3.1.3. Handling Categorical Variables

One of the main challenges when working with the NHTS dataset is managing categorical variables. For machine learning models (e.g., CatBoost) that can natively process categorical features, these variables were kept in their original form. However, for the linear regression model, categorical variables were transformed using one hot encoding, converting each category into a separate binary variable (for example, transforming the 11 household income levels into 11 binary variables). This approach preserves all information contained in the categories while avoiding incorrect assumptions about the order or distance between them.

In this study, the key categorical variables are HHFAMINC (household income), HH_RACE (race of household respondent), LIF_CYC (life cycle classification), URBRUR (urban or rural location), and HOMEOWN (homeownership status). The first three have multiple categories, and their coding schemes are shown in Table 2, Table 3 and Table 4. Table 2 lists the 11 household income categories, Table 3 presents the five race categories, and Table 4 details the 10 life cycle classifications. URBRUR is coded as 1 = Urban and 2 = Rural, and HOMEOWN is coded as 1 = Owned and 2 = Rented.

Table 5 presents descriptive statistics for all variables, with continuous variables reported as means, standard deviations, minimums, and maximums, and categorical variables summarized as counts and percentages.

3.2. Phase I: Comparative Benchmarking of Models

The primary objective of Phase I is to identify the modeling approach that offers the best balance between predictive accuracy and interpretability for state-level household trip generation. This study employs three distinct models: linear regression, random forest, and CatBoost. The following section provides a concise description of each model along with its key strengths and limitations.

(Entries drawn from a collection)
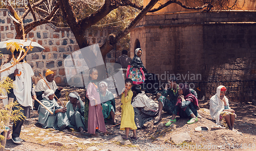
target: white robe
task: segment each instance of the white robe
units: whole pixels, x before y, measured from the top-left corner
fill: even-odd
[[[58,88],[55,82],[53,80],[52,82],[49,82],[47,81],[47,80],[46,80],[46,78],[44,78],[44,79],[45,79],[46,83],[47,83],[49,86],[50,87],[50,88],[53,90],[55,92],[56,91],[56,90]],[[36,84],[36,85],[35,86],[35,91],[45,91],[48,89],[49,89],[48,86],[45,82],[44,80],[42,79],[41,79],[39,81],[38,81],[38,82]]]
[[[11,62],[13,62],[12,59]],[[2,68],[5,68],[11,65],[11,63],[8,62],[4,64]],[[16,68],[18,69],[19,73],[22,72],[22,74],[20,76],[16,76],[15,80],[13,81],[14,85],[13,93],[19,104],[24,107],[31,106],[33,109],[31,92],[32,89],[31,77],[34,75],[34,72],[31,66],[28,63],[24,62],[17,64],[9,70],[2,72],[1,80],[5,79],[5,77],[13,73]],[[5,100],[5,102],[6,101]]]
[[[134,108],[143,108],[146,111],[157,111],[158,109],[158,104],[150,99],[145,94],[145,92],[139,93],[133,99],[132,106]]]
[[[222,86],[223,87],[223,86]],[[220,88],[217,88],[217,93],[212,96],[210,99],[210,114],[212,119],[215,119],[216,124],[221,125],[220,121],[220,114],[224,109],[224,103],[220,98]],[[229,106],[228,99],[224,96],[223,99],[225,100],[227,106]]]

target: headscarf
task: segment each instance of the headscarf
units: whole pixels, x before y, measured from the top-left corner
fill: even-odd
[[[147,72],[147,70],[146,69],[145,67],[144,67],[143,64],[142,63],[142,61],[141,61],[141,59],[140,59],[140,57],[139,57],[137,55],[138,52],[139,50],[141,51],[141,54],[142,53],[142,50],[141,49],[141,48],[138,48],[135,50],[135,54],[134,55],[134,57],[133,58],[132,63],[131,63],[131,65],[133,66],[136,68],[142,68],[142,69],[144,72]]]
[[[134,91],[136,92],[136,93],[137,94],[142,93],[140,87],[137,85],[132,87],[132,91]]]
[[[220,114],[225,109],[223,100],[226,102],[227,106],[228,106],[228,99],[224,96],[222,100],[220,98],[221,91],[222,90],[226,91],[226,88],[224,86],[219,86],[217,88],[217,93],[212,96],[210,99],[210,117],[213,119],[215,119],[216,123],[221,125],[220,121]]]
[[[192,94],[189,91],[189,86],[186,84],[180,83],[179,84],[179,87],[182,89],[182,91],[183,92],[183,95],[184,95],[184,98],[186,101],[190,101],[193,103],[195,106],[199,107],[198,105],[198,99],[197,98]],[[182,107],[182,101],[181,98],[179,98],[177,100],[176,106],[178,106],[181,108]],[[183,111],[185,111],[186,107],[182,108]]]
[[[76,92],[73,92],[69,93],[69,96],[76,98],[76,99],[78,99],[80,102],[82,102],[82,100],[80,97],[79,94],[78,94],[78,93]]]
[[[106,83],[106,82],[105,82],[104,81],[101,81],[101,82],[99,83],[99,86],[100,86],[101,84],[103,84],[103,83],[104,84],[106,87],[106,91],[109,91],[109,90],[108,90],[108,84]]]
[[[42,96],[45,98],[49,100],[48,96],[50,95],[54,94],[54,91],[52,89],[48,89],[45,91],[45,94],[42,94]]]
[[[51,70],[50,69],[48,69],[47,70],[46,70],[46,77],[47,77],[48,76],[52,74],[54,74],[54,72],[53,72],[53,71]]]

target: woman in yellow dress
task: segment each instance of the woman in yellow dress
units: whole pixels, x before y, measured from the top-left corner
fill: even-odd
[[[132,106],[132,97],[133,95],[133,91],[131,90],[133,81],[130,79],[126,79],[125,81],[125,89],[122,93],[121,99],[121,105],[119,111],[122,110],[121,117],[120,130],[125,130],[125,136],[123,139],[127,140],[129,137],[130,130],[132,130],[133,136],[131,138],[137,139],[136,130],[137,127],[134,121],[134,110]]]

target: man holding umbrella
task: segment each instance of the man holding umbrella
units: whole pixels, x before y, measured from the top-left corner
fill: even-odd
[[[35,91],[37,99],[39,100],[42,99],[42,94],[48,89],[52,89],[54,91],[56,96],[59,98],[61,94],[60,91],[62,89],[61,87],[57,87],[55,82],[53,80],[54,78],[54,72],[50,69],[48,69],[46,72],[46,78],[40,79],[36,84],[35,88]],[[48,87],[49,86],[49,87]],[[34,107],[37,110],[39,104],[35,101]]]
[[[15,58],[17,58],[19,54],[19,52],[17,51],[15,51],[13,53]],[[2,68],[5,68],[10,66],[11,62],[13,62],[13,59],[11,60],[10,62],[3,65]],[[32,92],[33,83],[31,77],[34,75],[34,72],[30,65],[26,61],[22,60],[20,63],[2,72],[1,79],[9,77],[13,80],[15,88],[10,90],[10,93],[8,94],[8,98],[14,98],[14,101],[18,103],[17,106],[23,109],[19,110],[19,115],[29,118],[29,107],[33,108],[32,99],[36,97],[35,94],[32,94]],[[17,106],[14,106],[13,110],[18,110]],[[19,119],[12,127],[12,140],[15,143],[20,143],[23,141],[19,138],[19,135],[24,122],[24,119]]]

-- SET EXERCISE 1 --
According to the passage on categorical variables, why were those variables turned into separate binary variables for the linear regression model? Answer in one to three sentences.
-- SET EXERCISE 2 --
In the passage on categorical variables, rewrite the paragraph that begins "In this study, the key categorical variables" as a short list, keeping its main facts.

-- TASK OUTPUT 1 --
One hot encoding keeps all the information in the categories. It also avoids making wrong assumptions about the order or distance between them.

-- TASK OUTPUT 2 --
Key categorical variables in the study:
- HHFAMINC (household income): 11 categories, coding shown in Table 2
- HH_RACE (race of household respondent): five categories, coding shown in Table 3
- LIF_CYC (life cycle classification): 10 categories, coding shown in Table 4
- URBRUR (urban or rural location): 1 = Urban, 2 = Rural
- HOMEOWN (homeownership status): 1 = Owned, 2 = Rented